Task instructions: Copy the lines from the start through the line with "[95,301,570,358]", replacing "water" with "lake" and leaving everything else as it is.

Supplied material:
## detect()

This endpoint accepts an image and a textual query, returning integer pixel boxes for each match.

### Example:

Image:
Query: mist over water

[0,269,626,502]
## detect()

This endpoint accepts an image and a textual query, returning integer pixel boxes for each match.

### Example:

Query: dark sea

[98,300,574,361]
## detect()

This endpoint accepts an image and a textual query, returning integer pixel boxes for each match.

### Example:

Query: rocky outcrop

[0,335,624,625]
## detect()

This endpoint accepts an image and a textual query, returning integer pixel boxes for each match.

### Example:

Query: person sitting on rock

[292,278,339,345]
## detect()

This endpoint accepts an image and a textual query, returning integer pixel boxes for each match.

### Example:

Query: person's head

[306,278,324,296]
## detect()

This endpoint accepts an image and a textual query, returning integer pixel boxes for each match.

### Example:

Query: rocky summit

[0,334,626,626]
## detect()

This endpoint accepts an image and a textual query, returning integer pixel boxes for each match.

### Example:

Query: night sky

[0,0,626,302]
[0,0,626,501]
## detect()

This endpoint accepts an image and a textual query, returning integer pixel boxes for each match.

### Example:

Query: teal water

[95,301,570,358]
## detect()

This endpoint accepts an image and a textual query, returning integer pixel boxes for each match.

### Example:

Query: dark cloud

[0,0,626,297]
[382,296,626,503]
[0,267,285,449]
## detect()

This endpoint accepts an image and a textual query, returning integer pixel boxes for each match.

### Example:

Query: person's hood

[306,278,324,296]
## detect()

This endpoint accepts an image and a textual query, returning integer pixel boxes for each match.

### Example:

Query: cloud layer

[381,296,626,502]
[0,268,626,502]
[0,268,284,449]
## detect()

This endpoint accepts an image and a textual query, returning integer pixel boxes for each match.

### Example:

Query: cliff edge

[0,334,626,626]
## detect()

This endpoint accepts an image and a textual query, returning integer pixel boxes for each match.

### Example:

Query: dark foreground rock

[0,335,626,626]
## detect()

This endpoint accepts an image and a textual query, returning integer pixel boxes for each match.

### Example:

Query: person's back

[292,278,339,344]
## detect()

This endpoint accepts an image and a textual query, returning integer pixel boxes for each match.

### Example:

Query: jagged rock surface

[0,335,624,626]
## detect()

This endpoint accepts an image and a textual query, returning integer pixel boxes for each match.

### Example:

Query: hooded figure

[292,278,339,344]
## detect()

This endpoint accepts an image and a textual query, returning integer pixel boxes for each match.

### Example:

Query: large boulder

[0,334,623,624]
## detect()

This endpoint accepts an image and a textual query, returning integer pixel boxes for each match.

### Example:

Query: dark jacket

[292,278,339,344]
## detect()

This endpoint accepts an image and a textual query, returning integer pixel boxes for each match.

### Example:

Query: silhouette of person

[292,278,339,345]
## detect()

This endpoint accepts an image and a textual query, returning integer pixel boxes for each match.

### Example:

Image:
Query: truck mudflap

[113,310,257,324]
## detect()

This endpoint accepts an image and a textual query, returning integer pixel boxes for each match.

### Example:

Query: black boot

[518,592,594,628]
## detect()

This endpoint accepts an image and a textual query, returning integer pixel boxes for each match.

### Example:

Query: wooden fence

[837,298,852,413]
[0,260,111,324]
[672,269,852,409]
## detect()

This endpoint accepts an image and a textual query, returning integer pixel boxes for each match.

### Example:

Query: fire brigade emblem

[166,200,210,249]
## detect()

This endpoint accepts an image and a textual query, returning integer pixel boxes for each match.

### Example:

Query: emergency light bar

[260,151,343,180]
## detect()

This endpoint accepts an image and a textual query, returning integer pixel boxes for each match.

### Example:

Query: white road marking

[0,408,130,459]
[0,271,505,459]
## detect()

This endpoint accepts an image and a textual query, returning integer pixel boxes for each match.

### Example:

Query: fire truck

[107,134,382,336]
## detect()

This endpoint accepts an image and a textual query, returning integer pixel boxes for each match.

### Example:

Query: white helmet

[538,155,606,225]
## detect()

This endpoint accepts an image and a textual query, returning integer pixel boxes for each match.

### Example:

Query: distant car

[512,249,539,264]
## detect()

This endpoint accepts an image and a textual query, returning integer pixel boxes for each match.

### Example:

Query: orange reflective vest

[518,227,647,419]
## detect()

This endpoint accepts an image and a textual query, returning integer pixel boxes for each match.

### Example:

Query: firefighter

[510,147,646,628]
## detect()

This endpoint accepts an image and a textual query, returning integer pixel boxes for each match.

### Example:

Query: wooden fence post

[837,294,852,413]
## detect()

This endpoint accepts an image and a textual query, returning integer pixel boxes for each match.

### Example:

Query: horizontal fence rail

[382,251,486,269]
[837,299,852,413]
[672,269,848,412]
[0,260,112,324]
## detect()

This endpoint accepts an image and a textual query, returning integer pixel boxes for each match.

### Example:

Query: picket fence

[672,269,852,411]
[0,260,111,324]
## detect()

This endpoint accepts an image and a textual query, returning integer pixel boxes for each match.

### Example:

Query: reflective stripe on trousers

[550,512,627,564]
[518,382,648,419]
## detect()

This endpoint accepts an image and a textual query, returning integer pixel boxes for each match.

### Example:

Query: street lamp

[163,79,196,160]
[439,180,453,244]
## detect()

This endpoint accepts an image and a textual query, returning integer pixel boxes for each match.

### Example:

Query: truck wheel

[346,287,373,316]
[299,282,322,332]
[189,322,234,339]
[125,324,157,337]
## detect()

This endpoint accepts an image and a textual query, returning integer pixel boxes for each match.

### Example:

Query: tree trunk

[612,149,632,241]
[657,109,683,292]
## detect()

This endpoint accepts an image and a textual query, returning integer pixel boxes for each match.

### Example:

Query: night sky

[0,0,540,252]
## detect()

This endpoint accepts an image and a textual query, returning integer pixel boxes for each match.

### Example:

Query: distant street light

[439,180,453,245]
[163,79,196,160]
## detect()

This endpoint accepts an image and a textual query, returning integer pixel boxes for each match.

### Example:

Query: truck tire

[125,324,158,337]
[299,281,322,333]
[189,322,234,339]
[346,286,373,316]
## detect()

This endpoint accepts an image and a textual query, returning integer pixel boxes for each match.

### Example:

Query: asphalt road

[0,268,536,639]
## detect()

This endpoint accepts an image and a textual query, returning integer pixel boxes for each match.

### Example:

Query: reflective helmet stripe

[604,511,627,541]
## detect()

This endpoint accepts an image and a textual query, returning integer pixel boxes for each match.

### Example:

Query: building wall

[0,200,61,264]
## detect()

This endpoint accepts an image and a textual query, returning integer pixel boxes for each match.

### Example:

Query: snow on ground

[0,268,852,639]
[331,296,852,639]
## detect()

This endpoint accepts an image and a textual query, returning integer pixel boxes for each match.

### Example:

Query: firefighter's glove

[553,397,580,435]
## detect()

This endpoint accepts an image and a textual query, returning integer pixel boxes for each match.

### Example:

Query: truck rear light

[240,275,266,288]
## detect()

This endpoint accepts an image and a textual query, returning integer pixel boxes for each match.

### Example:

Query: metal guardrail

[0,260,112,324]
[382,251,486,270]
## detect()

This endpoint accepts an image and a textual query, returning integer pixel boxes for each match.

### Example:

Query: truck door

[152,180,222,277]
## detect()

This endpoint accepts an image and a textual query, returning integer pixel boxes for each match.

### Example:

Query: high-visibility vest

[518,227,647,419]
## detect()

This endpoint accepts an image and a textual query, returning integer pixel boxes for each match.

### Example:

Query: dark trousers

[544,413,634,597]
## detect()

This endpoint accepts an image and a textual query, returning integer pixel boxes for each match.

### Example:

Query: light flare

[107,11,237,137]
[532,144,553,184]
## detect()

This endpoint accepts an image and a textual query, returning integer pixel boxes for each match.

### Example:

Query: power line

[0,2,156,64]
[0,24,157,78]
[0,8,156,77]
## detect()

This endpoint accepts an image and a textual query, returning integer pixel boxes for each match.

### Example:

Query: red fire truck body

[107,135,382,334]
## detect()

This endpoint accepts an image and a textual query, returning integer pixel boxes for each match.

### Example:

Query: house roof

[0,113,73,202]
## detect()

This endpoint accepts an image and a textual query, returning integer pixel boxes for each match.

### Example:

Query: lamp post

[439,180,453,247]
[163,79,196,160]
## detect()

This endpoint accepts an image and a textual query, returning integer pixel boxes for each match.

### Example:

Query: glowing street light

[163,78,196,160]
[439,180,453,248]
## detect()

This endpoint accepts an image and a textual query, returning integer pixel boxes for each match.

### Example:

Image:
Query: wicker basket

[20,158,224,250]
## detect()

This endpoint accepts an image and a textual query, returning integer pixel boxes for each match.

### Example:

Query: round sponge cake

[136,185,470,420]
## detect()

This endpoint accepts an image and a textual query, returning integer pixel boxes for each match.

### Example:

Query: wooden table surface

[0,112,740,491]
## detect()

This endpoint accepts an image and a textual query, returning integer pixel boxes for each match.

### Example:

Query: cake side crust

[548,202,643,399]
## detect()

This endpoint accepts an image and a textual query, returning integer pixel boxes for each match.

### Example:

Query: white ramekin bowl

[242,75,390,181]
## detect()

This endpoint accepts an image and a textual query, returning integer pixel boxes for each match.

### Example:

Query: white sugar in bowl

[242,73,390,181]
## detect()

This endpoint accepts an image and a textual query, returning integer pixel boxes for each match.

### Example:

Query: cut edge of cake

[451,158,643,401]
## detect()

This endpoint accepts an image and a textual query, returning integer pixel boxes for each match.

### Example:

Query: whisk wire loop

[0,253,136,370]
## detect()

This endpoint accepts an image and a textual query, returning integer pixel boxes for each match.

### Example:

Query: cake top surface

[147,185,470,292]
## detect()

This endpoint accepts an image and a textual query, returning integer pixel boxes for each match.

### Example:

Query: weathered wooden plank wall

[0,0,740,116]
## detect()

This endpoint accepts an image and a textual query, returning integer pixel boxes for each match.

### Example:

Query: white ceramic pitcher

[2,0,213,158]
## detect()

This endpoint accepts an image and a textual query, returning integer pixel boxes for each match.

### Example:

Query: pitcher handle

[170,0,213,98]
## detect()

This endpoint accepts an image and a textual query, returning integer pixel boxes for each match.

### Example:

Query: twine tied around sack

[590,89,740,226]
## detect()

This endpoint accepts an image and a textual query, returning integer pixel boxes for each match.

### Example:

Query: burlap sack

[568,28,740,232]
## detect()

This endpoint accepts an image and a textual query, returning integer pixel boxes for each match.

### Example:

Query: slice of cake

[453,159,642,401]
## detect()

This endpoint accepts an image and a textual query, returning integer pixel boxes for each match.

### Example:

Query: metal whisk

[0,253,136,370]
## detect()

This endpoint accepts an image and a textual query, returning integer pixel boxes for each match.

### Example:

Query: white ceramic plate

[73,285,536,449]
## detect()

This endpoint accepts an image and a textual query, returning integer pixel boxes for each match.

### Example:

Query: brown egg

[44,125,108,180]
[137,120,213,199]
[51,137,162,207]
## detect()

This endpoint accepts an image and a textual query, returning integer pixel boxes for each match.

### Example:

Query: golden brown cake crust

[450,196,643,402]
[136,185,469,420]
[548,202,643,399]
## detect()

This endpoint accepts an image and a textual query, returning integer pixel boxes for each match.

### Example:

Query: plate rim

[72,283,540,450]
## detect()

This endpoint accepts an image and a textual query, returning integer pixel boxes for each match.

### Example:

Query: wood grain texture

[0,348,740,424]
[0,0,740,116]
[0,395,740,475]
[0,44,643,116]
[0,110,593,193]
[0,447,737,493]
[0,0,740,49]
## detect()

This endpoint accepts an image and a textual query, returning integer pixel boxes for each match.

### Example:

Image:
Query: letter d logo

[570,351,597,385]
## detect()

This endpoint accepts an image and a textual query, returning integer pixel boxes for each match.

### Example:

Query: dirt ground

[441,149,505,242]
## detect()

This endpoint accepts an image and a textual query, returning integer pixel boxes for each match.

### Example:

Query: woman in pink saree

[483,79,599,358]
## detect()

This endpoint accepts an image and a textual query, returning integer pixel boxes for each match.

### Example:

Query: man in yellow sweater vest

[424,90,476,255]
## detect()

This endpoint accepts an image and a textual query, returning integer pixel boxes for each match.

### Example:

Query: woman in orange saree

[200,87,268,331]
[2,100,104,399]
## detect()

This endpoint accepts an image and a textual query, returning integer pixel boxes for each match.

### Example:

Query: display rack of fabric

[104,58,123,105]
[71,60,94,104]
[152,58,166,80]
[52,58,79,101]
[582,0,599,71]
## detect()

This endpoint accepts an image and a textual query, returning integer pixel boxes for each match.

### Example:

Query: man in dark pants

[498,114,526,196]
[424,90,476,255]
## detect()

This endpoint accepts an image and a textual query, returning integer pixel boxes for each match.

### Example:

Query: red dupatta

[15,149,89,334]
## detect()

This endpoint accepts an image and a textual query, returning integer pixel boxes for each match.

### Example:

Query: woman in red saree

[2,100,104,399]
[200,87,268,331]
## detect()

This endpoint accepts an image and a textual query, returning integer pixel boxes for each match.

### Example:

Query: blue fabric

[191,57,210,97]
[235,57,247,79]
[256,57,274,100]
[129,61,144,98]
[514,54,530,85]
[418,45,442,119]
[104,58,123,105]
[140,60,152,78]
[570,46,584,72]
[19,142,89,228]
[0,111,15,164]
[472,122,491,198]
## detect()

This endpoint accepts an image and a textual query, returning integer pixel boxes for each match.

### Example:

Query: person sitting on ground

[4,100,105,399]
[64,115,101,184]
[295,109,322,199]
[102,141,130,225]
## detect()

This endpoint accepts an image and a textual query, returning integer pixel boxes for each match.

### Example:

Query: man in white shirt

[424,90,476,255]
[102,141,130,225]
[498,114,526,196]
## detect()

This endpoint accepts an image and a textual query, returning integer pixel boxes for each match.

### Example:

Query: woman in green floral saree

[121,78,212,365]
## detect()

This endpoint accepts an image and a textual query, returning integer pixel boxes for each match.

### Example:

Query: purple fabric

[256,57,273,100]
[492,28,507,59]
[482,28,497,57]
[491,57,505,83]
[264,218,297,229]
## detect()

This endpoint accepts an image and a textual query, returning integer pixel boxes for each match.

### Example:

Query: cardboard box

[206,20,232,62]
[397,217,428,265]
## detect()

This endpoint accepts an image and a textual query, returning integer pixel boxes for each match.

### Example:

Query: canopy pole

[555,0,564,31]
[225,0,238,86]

Answer below:
## detect()

This endpoint accepts an image and a textual query, returning integer pixel boxes for each match.

### Example:

Image:
Query: mist over lake

[0,269,626,502]
## detect()

This endpoint accepts an image and a textual query, returning integer pixel boxes for each match.

### Example:

Query: dark sea

[98,300,574,361]
## detect()

This endpoint accepts an image and a textual query, returning integer pixel boxes for each match.

### Example:

Query: rocky outcrop

[0,335,624,625]
## detect()

This endpoint accepts an image and a textual query, returning integer pixel boxes for each match.

### Example:

Query: person sitting on rock

[292,278,339,345]
## detect()

This endpoint accepts an image and a textual query, returning integer pixel boxes for each match.

### Example:

Query: person's head

[306,278,324,296]
## detect()

This endpoint accepts an image and a textual query, returning integer pixel boxes for each match.

### Example:

Query: rocky summit

[0,334,626,626]
## detect()

This endpoint accepts an image and a textual query, returning integer pixel boxes for each match.

### Example:

Query: night sky

[0,0,626,302]
[0,0,626,501]
## detect()

This endpoint accepts an image and a textual query, returning integer pixel boxes for each match.

### Example:

Query: teal lake

[95,301,570,358]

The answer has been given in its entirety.